▶ Task prompt:
Among the lines below, a stretch begins at the one with "point: backstroke flag" and ends at the one with "point: lane divider". Repeat that stretch exactly, ends included.

━━ Provided information

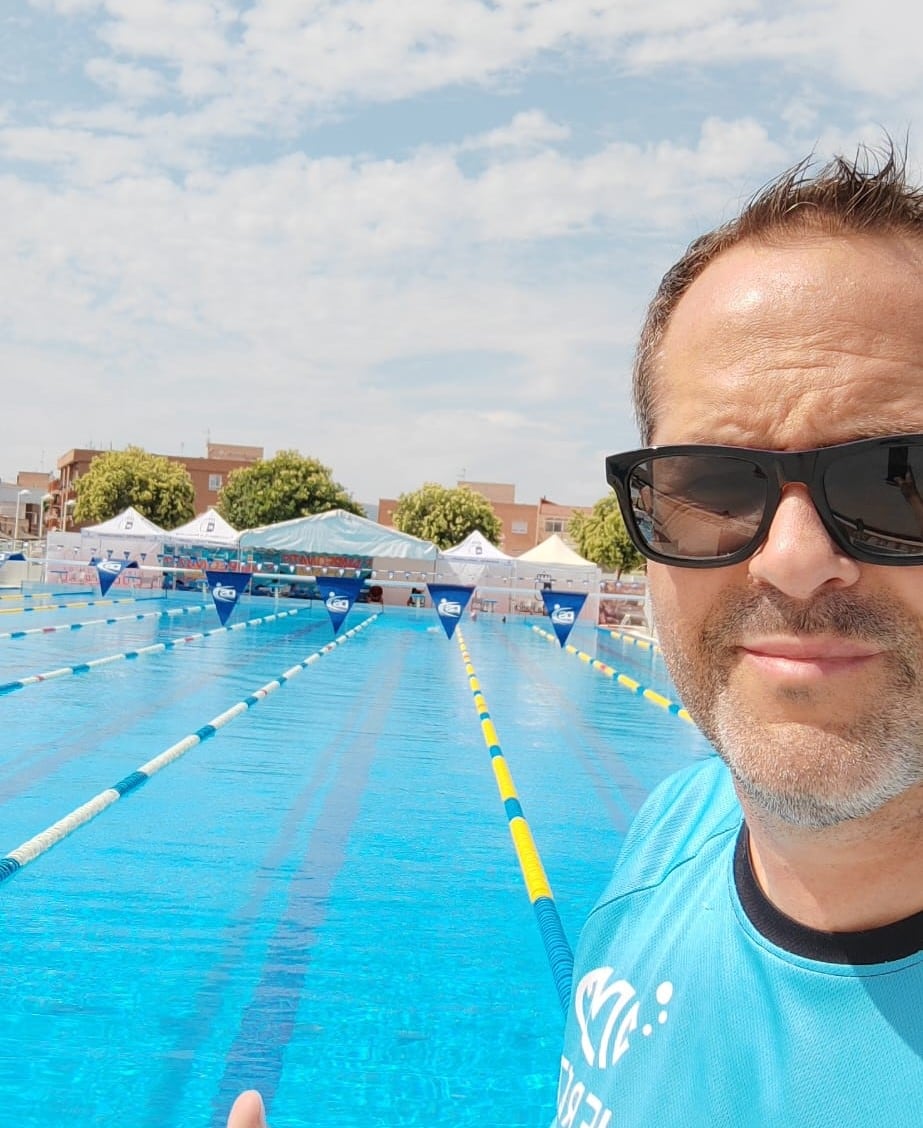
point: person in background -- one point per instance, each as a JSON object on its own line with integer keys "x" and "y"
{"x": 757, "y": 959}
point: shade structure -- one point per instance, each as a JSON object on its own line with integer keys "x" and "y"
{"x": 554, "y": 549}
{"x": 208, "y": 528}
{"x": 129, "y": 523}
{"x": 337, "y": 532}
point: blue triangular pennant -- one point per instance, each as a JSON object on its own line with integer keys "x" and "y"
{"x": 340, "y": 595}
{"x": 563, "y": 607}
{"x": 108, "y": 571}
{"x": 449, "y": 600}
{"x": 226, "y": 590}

━━━━
━━ Provided information

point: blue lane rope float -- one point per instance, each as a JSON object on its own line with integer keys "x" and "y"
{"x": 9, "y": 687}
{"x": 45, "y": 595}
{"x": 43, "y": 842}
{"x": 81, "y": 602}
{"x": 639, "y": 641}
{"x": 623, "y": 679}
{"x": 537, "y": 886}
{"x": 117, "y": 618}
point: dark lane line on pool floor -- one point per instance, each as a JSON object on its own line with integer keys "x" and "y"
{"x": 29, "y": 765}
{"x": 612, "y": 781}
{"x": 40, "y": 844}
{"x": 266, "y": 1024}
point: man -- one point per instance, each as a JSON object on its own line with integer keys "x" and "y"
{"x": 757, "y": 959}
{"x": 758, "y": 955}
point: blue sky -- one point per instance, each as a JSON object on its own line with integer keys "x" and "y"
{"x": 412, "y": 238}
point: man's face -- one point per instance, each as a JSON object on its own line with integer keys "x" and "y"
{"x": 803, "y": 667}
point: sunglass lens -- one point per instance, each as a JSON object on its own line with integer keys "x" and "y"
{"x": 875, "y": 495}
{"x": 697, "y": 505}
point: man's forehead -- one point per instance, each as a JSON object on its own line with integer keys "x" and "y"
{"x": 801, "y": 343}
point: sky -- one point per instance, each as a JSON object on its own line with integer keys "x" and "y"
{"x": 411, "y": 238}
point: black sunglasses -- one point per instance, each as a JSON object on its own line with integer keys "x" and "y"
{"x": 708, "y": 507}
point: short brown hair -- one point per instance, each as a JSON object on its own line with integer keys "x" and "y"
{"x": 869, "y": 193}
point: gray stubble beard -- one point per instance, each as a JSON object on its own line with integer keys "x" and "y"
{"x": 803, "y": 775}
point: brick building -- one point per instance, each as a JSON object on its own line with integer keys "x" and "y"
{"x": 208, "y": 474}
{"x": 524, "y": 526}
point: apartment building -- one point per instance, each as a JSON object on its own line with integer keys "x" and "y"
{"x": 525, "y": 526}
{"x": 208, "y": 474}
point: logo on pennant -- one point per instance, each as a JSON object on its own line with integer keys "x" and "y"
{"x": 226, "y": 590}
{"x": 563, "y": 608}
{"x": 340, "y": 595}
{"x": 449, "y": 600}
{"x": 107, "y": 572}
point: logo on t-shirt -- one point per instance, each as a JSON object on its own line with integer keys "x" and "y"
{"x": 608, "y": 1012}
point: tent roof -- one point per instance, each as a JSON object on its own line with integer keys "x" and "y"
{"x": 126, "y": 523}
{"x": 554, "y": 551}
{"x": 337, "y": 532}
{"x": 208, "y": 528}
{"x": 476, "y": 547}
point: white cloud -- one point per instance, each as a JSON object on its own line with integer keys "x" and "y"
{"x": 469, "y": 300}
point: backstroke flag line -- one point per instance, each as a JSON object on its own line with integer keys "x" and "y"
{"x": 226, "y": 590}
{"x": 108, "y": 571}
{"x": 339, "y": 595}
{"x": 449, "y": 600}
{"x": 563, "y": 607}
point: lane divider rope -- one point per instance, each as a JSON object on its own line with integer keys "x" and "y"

━━━━

▶ Exercise solution:
point: backstroke flag line -- one point per instance, each as a JSON object on its own line with integer keys "x" and "y"
{"x": 226, "y": 590}
{"x": 108, "y": 571}
{"x": 339, "y": 595}
{"x": 449, "y": 600}
{"x": 563, "y": 607}
point: lane divider rope -- one point per instance, each as a JSON object on its own line with integer keys "x" and "y"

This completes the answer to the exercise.